Study text:
As healthcare systems, we can be guilty of ‘re-inventing the wheel’ or designing what we believe to bespoke solutions, when in fact the technology we need already exists. This is due to a number of possible reasons - perhaps we either are not aware of what is already on the market, we do not have a good way of evaluating existing technologies, or we simply believe we can build a better mousetrap that fits our exact requirements. The latter approach can set us off on a costly and time-consuming exercise when a fully customisable off-the-shelf solution would work much better. 

The global mHealth apps market, projected to be worth over $110 billion by 2025, continues to grow as adoption for mHealth apps tracking both health and vital signs expands further, partly thanks to social distancing measures brought in to control COVID-19. Whether for tracking patient data, enhancing patient education or providing diagnostic and treatment decision making, support mobile apps are here to stay, with a recent report showing that there are now over 165,000 mobile health apps available to download to mobile or tablet devices.

As a doctor or medical professional faced with prescribing a mobile app to help improve patient outcomes however, how do you approach selecting the right platform when many of these digital health tools have not gone through the same kind of rigorous testing and evaluation that other medical devices do? 

The NHS has responded to this by creating an NHS Apps Library, where health apps and digital tools are assessed against a set of consistent national standards before being accepted into the Library. This ensures that only safe and secure apps that pass a combined assessment of technical stability, interoperability, usability and accessibility, data protection, clinical safety and some evidence of outcomes are published on the Library. 

The NHS Apps Library provides the confidence commissioners need to prescribe solutions already on market that will help improve outcomes, support care pathways and provide an efficient and safe method of communication between patients and healthcare professionals. There are currently over 90 apps and digital tools in the library, covering everything from cancer to pregnancy and mental health. 

So, are there equivalent initiatives for medical devices? To some extent, this is covered by the National Institute for Health and Care Excellence (NICE) medical technologies guidance that reviews new medical devices for adoption in the NHS. However, many small medtech companies struggle to generate the evidence required for a full NICE assessment and ‘lighter touch’ reviews are still in demand.

The data:
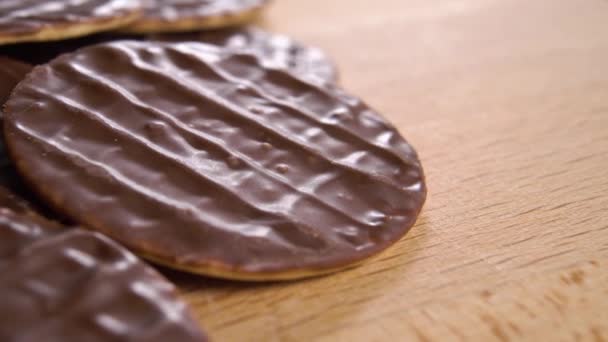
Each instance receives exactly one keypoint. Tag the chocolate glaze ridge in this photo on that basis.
(74, 285)
(18, 17)
(202, 157)
(272, 49)
(13, 193)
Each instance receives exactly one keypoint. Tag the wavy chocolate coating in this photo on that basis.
(11, 187)
(74, 285)
(201, 157)
(275, 50)
(17, 231)
(175, 10)
(19, 17)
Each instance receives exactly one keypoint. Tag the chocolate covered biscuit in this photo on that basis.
(203, 159)
(13, 193)
(190, 15)
(65, 285)
(43, 20)
(272, 49)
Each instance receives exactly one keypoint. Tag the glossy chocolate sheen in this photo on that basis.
(202, 157)
(43, 52)
(12, 190)
(18, 231)
(175, 10)
(74, 285)
(274, 50)
(18, 17)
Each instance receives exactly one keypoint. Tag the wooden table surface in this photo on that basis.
(507, 103)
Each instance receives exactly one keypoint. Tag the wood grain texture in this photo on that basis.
(507, 104)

Required tasks:
- A) Answer these questions about the health apps passage:
(i) What is the global mHealth apps market projected to be worth by 2025?
(ii) How many mobile health apps does a recent report say are available to download?
(iii) How many apps and digital tools are currently in the NHS Apps Library?
- B) Please reproduce word for word everything in the health apps passage from "The NHS has" down to "on the Library.".
- C) Extend the health apps passage, beginning after its final sentence.
The entries have nothing to do with the health apps passage.

Expected outputs:
- A)
(i) Over $110 billion.
(ii) Over 165,000.
(iii) Over 90.

- B)
The NHS has responded to this by creating an NHS Apps Library, where health apps and digital tools are assessed against a set of consistent national standards before being accepted into the Library. This ensures that only safe and secure apps that pass a combined assessment of technical stability, interoperability, usability and accessibility, data protection, clinical safety and some evidence of outcomes are published on the Library.

- C)
Sometimes, in our search for rapid solutions to new and dangerous threats such as COVID-19 help is already at hand. For example, recent clinical trials found that patients treated with steroids were found to recover quicker compared with patients who were not. The RECOVERY trial, which showcased the UK’s strengths in scientific and clinical collaboration, investigated dexamethasone, a cheap and widely available steroid, and reported to have cut deaths by a third among hospital patients who need ventilation and by a fifth among patients receiving oxygen only. Whilst not a cure, it provided a treatment option in the fight against the virus at a time when clinicians had no specific treatment choices available.

Recently, the success of the government’s Ventilator Challenge, to ensure the UK had sufficient stock of ventilators to deal with the surge in demand from COVID-19 patients, demonstrated the ability of industry and clinicians to come together and produce rapid prototypes based on designs which utilised parts already widely available in the NHS supply chain. Such invention, created from necessity, requires collaboration not just from engineers and doctors, but also from regulators, so these technologies can be safely accelerated through to market and save lives. 

To respond to today’s pandemic, and tomorrow’s crises, we would do well to consider what we can already procure, evaluate or repurpose to provide affordable, rapid solutions for transforming our healthcare systems.